• GIVEN TEXT
Post the coordinates, and that place will be sterile by July. Anyone who has ever fished it would be unwise to discuss it on the Internet.


----------



## hillbilly deluxe (Jun 7, 2007)

Lee Brumlow said:


> How about some coordinates or at least a good general direction and distance from the hole that is not there????
> 
> Lee B.


thats funny right there:rotfl::rotfl::rotfl::rotfl::rotfl:


----------



## J.Oberholtzer (May 27, 2010)

That's a raymarine e120. And that's funny someone wants the coordinates.


----------



## scend irie (Oct 28, 2011)

If you look closely and have adequate resolution at Chase This' picture, you can see the coordinate in the reflection's reflection's reflection.


----------



## maskale (Sep 19, 2014)

scend irie said:


> If you look closely and have adequate resolution at Chase This' picture, you can see the coordinate in the reflection's reflection's reflection.

[Location identification listing]
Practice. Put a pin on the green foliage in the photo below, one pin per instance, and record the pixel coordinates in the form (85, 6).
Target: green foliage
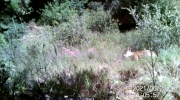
(100, 21)
(55, 13)
(170, 55)
(15, 30)
(157, 30)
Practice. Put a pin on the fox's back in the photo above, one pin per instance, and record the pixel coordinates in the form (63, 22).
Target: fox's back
(142, 54)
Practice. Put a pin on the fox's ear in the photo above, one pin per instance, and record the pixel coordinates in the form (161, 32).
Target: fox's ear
(129, 49)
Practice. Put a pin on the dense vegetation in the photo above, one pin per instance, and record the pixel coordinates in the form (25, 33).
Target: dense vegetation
(74, 49)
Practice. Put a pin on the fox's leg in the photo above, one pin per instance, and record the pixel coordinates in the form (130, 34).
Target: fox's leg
(136, 58)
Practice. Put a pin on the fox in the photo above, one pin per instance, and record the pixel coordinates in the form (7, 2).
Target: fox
(139, 54)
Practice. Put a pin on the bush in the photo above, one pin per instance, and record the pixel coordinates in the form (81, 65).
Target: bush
(156, 30)
(15, 30)
(101, 21)
(55, 13)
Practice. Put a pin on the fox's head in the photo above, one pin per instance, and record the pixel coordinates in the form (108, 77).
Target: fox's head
(128, 53)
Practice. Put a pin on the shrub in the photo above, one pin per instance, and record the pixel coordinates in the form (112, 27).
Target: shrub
(100, 21)
(156, 30)
(15, 30)
(55, 13)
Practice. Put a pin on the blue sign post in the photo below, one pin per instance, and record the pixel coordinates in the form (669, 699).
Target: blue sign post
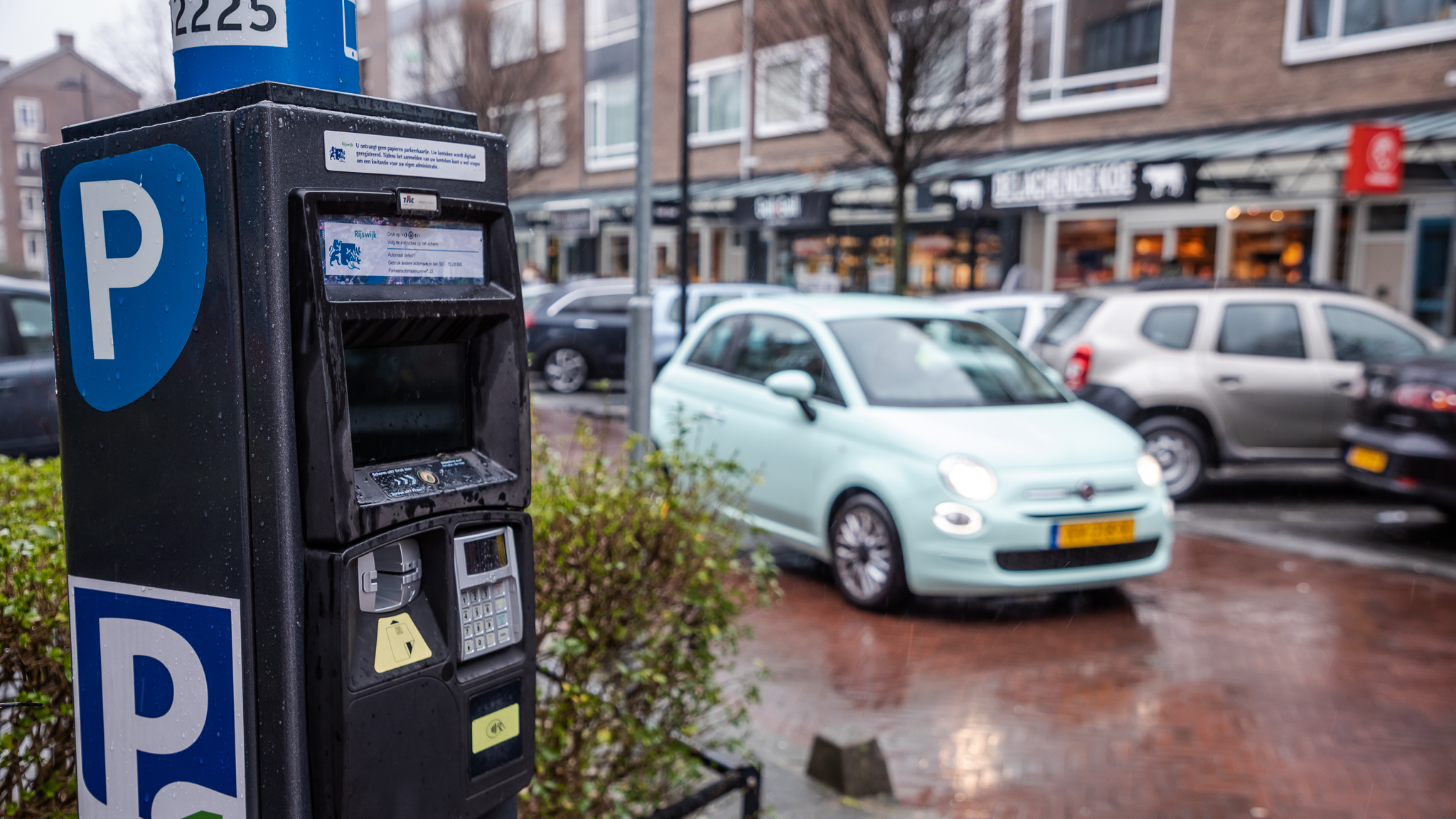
(222, 44)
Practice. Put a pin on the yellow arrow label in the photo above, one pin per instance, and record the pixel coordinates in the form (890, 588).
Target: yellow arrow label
(496, 727)
(398, 645)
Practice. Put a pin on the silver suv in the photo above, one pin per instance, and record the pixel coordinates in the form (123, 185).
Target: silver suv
(1226, 375)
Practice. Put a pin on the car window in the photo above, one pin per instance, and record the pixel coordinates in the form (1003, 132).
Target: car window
(914, 362)
(1010, 318)
(1361, 337)
(604, 304)
(710, 352)
(1171, 327)
(774, 344)
(1069, 319)
(1261, 330)
(33, 318)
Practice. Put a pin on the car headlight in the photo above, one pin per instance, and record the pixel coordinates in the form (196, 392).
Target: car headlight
(967, 477)
(1149, 470)
(957, 519)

• SET OF TASKS
1. Condense the paragraph of the forum thread that begins "Post the coordinates, and that place will be sterile by July" into one shorter sentence that keeps its main points.
2. According to the forum thread, which model does J.Oberholtzer name in the post dated May 27, 2010?
The listing has no role in what is asked here.

• ANSWERS TO THE EXERCISES
1. Posting the coordinates would leave the spot sterile by July, so no one who has fished it should discuss it online.

2. A raymarine e120.